[Erfasste Daten]
────────────────

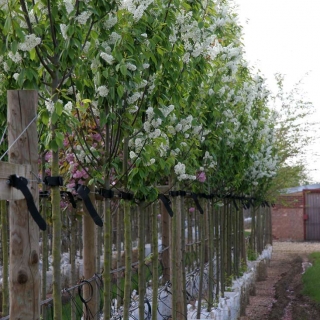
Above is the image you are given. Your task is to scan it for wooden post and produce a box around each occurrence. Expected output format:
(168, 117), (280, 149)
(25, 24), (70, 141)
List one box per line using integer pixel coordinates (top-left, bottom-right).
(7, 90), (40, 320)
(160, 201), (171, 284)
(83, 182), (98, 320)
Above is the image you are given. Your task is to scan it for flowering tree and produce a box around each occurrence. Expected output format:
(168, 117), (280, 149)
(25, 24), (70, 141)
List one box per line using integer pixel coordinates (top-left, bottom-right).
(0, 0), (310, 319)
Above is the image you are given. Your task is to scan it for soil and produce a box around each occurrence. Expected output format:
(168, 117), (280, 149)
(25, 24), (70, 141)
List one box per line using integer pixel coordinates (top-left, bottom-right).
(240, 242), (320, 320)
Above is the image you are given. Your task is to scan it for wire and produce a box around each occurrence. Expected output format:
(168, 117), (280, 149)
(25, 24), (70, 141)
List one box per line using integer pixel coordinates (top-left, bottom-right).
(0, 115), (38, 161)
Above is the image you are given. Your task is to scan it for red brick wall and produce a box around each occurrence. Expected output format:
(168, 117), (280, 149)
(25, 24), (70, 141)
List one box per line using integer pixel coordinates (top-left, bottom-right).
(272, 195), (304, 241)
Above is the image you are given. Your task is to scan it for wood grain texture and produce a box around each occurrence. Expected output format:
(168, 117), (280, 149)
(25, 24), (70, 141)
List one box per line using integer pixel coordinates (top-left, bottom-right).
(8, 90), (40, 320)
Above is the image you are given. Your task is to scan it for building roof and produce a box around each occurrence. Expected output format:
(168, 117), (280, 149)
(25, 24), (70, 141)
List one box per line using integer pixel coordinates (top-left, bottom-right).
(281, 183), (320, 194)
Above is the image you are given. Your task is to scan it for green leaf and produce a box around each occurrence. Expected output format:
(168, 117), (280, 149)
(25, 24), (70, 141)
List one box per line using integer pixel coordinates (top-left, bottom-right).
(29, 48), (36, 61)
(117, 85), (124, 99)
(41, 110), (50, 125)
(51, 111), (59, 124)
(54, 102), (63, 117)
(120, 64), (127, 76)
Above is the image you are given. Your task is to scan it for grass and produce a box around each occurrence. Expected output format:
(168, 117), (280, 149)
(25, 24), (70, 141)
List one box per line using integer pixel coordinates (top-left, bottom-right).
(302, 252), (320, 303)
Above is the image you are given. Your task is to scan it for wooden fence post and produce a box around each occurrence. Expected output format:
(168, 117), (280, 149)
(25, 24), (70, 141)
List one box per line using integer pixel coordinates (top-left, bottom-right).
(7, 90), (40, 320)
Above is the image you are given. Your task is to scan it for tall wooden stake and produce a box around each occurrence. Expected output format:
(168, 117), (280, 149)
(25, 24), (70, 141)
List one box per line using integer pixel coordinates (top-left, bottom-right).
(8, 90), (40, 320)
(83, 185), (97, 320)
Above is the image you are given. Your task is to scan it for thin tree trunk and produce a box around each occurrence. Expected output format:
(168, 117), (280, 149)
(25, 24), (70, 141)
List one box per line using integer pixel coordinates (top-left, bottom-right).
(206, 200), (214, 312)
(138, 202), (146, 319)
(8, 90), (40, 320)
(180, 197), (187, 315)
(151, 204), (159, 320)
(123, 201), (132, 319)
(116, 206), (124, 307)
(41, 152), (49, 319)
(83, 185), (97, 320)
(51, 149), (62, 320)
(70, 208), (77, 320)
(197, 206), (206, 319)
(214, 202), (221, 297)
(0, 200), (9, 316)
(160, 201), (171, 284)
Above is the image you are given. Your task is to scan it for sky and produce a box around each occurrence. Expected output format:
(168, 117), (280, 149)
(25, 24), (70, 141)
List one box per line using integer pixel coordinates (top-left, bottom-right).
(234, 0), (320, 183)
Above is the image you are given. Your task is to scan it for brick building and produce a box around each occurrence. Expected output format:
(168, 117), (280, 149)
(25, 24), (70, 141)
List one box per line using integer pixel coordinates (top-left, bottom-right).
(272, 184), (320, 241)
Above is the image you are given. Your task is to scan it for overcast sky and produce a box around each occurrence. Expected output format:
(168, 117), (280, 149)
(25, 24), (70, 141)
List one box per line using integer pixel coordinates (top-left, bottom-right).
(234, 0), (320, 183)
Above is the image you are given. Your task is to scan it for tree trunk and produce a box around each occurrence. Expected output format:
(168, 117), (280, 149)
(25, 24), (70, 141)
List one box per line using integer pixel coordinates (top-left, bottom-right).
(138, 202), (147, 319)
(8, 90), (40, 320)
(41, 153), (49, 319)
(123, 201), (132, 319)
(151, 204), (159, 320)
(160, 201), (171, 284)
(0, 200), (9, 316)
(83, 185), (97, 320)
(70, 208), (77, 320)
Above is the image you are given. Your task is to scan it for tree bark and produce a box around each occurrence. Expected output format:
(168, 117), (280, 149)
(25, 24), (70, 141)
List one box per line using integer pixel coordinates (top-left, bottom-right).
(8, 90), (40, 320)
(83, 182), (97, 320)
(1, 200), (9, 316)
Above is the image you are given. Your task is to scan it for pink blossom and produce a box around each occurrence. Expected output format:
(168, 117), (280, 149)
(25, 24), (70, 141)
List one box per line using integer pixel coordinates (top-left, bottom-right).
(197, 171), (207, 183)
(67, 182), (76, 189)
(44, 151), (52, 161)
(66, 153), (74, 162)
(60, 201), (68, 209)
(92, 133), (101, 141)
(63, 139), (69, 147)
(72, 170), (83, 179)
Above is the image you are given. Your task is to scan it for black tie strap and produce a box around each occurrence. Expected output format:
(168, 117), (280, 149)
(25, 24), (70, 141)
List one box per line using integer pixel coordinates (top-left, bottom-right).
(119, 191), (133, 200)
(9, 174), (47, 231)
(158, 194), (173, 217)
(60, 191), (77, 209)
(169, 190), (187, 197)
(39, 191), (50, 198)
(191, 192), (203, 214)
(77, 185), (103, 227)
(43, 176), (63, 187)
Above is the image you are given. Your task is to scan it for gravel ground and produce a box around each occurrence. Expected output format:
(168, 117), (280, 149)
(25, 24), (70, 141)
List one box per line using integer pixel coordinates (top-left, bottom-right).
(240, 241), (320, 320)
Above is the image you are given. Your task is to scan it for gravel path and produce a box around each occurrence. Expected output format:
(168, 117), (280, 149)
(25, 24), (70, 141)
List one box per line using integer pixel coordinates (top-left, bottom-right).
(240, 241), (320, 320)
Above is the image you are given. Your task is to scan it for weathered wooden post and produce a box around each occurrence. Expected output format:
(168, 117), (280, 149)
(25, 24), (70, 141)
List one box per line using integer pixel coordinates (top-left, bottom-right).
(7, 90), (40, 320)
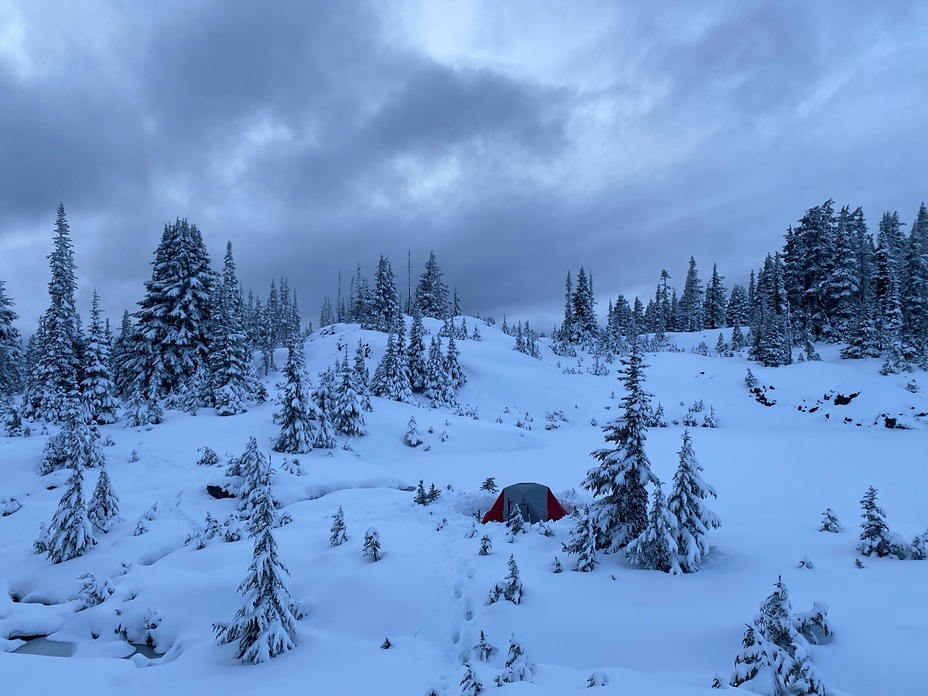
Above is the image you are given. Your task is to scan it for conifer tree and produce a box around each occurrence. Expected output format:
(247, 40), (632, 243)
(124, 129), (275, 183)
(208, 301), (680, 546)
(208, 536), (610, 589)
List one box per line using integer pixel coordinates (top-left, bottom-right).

────────────────

__Gestellte Aufgabe__.
Gib sämtliche Zeilen der gesamten Auflistung als JSON-Liste von Zeichenketten wieder, mit einer Zeichenkette pro Zeile und ohne Leerzeilen. Die Bilder sollen in der Antwort nicht vorkommen.

__Antwort darauf__.
[
  "Above is the image you are given. Your task is to scan it for wooden post and produce a box around each occurrence. Expected output format:",
  "(168, 117), (280, 149)",
  "(25, 24), (70, 141)",
  "List one box per line using integer pixel coordinates (top-left, bottom-right).",
  "(7, 90), (40, 320)",
  "(160, 201), (171, 284)",
  "(83, 182), (98, 320)",
  "Above is the image you are given. Your task is to scan it for flowering tree and produce a box around each occurrence. Expected output format:",
  "(168, 117), (280, 149)",
  "(25, 24), (70, 141)",
  "List one box per line using integer pixel coordinates (top-left, bottom-right).",
  "(0, 0), (310, 319)",
  "Above is the image you are given. Your task is to scan it for soil and produce a box around each occurrence. Expected output format:",
  "(168, 117), (280, 149)",
  "(25, 24), (70, 141)",
  "List one box per line using integer pixel coordinates (top-left, bottom-right).",
  "(240, 242), (320, 320)",
  "Above is the image you are given. Your task is to scan it for wire and produce a box around each occurrence. Expected output format:",
  "(168, 117), (280, 149)",
  "(25, 24), (70, 141)",
  "List one box per line using integer pixel coordinates (top-left, bottom-right).",
  "(0, 115), (38, 161)",
  "Above is the image you are given. Your task is to scan it for red brick wall and produce a box around each occurrence. Expected output format:",
  "(168, 117), (280, 149)",
  "(25, 24), (70, 141)",
  "List one box per line using integer pixel coordinates (top-left, bottom-right).",
  "(272, 195), (304, 241)",
  "Above is the image you are given. Your task is to scan it for wood grain texture and produce a box around each occurrence. Expected output format:",
  "(168, 117), (280, 149)",
  "(25, 24), (70, 141)",
  "List one box per line using integer pixel coordinates (top-left, bottom-right).",
  "(8, 90), (40, 320)",
  "Above is the image you are given. Your task is to scan it for building roof and produce a box around each occurrence. Expected output format:",
  "(168, 117), (280, 149)",
  "(25, 24), (70, 141)",
  "List one box per line using integer pixel coordinates (top-left, bottom-right).",
  "(281, 183), (320, 194)",
  "Above is the image you are given. Your task is to scan it for green leaf and produce a box around each occurrence. Expected output format:",
  "(168, 117), (280, 149)",
  "(25, 24), (70, 141)",
  "List one box per line using integer pixel coordinates (top-left, bottom-right).",
  "(29, 48), (36, 61)",
  "(117, 85), (124, 99)",
  "(41, 110), (50, 125)",
  "(51, 111), (59, 124)",
  "(54, 102), (63, 117)",
  "(120, 64), (127, 76)",
  "Above is the image you are given. Your task is to scan it for grass and produce a box around each occurrence. Expected output format:",
  "(168, 117), (280, 149)",
  "(25, 24), (70, 141)",
  "List one box per line using integer pixel coordinates (top-left, bottom-right).",
  "(302, 252), (320, 303)",
  "Above is the image you are given. Your task is to scan it for wooden fence post and produce a box around each occurrence. Expected output format:",
  "(168, 117), (280, 149)",
  "(25, 24), (70, 141)",
  "List one box per line using integer pixel coordinates (top-left, bottom-right).",
  "(7, 90), (40, 320)",
  "Above is the image you are given. Your task is to scan it for tall wooden stake and produce a box around each occurrence. Expected output format:",
  "(168, 117), (280, 149)",
  "(25, 24), (70, 141)",
  "List one box per line using integer pixel coordinates (top-left, bottom-right).",
  "(8, 90), (40, 320)",
  "(83, 185), (97, 320)",
  "Above is the image you are given. Your task is to scan it for thin tree trunk and produce a box around each occurrence. Expected output format:",
  "(168, 117), (280, 149)",
  "(25, 24), (70, 141)",
  "List one box per line using integer pixel coordinates (top-left, bottom-right).",
  "(206, 200), (214, 312)",
  "(138, 202), (146, 319)",
  "(8, 90), (40, 320)",
  "(180, 197), (187, 315)",
  "(151, 204), (159, 320)",
  "(123, 201), (132, 319)",
  "(116, 206), (124, 307)",
  "(41, 152), (49, 319)",
  "(83, 185), (97, 320)",
  "(51, 149), (62, 320)",
  "(70, 208), (77, 320)",
  "(197, 206), (206, 319)",
  "(214, 202), (221, 297)",
  "(0, 200), (9, 316)",
  "(160, 201), (171, 284)",
  "Above is the image you are given. Your task is to scan it for sky and produce a box around each occurrence. Expected output format:",
  "(168, 117), (280, 149)",
  "(25, 24), (70, 141)",
  "List one box per line using integer pixel coordinates (top-left, bottom-right).",
  "(234, 0), (320, 183)",
  "Above is the image you are given. Your task is to scan it for brick building and produce a box around each occurrence. Expected output format:",
  "(168, 117), (280, 149)",
  "(25, 24), (70, 141)",
  "List one box per line using integer pixel coordinates (top-left, bottom-right).",
  "(272, 184), (320, 241)",
  "Above is the image you are given. Your task is to scan it for overcast sky and produce a box around each occurrence. Expected output format:",
  "(168, 117), (280, 149)",
  "(25, 24), (70, 141)",
  "List one box per line using integer pixel coordinates (top-left, bottom-right).",
  "(234, 0), (320, 183)",
  "Above is the image you are given. Your task is to scan it for tree trunk and produce a box around each occurrence. Expected output format:",
  "(168, 117), (280, 149)",
  "(25, 24), (70, 141)",
  "List one box per line using integer pixel coordinates (top-left, bottom-right).",
  "(138, 202), (147, 319)",
  "(8, 90), (40, 320)",
  "(41, 153), (49, 319)",
  "(123, 201), (132, 319)",
  "(151, 204), (159, 320)",
  "(160, 201), (171, 284)",
  "(0, 200), (9, 316)",
  "(83, 185), (97, 320)",
  "(70, 208), (77, 320)",
  "Above is the image you are given. Your task is to scan it for tree bark and produce a box around each occurrence. Expected output format:",
  "(168, 117), (280, 149)",
  "(25, 24), (70, 141)",
  "List one box per line using integer pixel coordinates (top-left, bottom-right).",
  "(8, 90), (40, 320)",
  "(83, 182), (97, 320)",
  "(1, 200), (9, 316)",
  "Above is the image you are given. Your task is to scan it for pink blossom and produce a box around each occurrence. Expected output format:",
  "(168, 117), (280, 149)",
  "(25, 24), (70, 141)",
  "List one box per line using integer pixel coordinates (top-left, bottom-right).",
  "(197, 171), (207, 183)",
  "(67, 182), (76, 189)",
  "(44, 151), (52, 161)",
  "(66, 153), (74, 162)",
  "(60, 201), (68, 209)",
  "(92, 133), (101, 141)",
  "(63, 139), (69, 147)",
  "(72, 170), (83, 179)",
  "Above is the image you are given. Your task is to scan it for black tie strap and produce a box around each occurrence. Expected output format:",
  "(168, 117), (280, 149)",
  "(25, 24), (70, 141)",
  "List one box per line using integer pixel coordinates (top-left, bottom-right).",
  "(119, 191), (133, 200)",
  "(9, 174), (47, 231)",
  "(158, 194), (173, 217)",
  "(60, 191), (77, 209)",
  "(169, 190), (187, 197)",
  "(39, 191), (50, 198)",
  "(191, 192), (203, 214)",
  "(77, 185), (103, 227)",
  "(43, 176), (63, 187)",
  "Above is the image you are given. Your task is to scan it for gravel ground and produce a box around each occurrence. Expected output format:",
  "(168, 117), (280, 149)",
  "(25, 24), (70, 141)",
  "List one box per line using integer pixel coordinates (top-left, bottom-right).",
  "(240, 241), (320, 320)",
  "Above is the image you are given. Your task is to scan it for gravel path and produce a box around each occurrence. Expected output format:",
  "(168, 117), (280, 149)",
  "(25, 24), (70, 141)",
  "List one box per line using integer pixel coordinates (top-left, bottom-right).",
  "(240, 241), (320, 320)",
  "Above is the image you are given. Your task is to scan it for weathered wooden post and produce a box around each occurrence. Expected output format:",
  "(168, 117), (280, 149)",
  "(25, 24), (70, 141)",
  "List one box per line using integer pixel coordinates (top-left, bottom-right).",
  "(7, 90), (40, 320)",
  "Above is the image you are given. Your task is to scan it for conifer tree and produce a box around each occurrence. Expected output format:",
  "(247, 40), (632, 243)",
  "(124, 129), (275, 183)",
  "(208, 301), (680, 546)",
  "(208, 536), (610, 589)",
  "List one box per line using integer pixel coordinates (top-left, bottom-right)."
]